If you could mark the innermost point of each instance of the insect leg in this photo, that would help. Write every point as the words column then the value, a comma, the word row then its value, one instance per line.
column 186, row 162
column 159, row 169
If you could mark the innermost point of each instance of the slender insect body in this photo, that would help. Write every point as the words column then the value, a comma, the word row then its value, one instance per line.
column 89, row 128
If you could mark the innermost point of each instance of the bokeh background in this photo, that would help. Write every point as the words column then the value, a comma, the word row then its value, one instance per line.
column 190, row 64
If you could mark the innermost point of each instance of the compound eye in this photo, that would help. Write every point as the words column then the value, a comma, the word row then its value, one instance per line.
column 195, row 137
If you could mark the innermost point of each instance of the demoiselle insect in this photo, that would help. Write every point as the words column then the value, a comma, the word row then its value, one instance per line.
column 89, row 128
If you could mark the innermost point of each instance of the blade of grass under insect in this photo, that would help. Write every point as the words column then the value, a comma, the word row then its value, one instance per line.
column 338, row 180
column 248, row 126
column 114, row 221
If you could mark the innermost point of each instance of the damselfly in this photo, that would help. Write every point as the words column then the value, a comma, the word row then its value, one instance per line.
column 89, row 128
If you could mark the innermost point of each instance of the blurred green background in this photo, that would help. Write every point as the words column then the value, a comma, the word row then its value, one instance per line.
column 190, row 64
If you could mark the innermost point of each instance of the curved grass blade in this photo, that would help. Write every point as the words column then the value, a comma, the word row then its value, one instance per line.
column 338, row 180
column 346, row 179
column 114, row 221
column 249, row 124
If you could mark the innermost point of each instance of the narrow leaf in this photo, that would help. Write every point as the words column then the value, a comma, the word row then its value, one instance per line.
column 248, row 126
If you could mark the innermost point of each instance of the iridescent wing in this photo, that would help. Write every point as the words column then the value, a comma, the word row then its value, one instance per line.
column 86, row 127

**********

- _Challenge_: Reproduce all of the records above word for word, keeping each on its own line.

- _Written response_:
If you could mark the innermost point of each instance of the insect leg in this photo, that would help. Write every point as the words column then the value, a comma, the word row then its value, one instance per line.
column 186, row 162
column 159, row 169
If you could mark the innermost point of each instance of the slender insect body in this photo, that would help. Write every point as the words column then the value, a comma, the word row then its value, one instance per line.
column 89, row 128
If you could mark the innermost point of each instance of the bokeh background in this photo, that would help. Write every point as the words column then the value, a comma, the word row then its value, one instance per line.
column 190, row 64
If you could mark the innermost point of each instance of the compound eye in this photo, that would help. Write every point as the words column then the value, a comma, the word row then its value, one instance per line.
column 195, row 137
If you could mark the innermost point of each instance of the demoiselle insect in this photo, that would help. Write every point as the words column then the value, a comma, the word row then its value, one instance per line.
column 89, row 128
If you could mark the innermost point of each instance of the blade of grass under insect in this photo, that would help. Write every point as the words column then the value, a comma, the word row then its value, one instance per line.
column 338, row 180
column 248, row 126
column 114, row 221
If you could mark the innermost point of each instance of the damselfly in this photo, that would help. Write every point as the words column then the value, a comma, the word row then its value, one instance per line.
column 89, row 128
If you could mark the innermost point of each instance of the blurred green background in this photo, that would help. Write every point as the words column then the value, a comma, the word row then its value, one instance per line.
column 190, row 64
If you could mark the innermost point of each instance of the curved grass blade in this photo, that would help. Write every point as the words column then the value, a comma, the word row then its value, one instance per line.
column 338, row 180
column 346, row 179
column 114, row 221
column 249, row 124
If you could mark the innermost point of each instance of the narrow leaf in this photo, that would help. Write every point as the words column then the value, a comma, the word row then its value, one instance per line.
column 248, row 126
If you could mark the innermost point of each instance of the iridescent wing in this photo, that would help. Write every point as the words column then the value, a comma, the word row then its value, one instance per line.
column 86, row 127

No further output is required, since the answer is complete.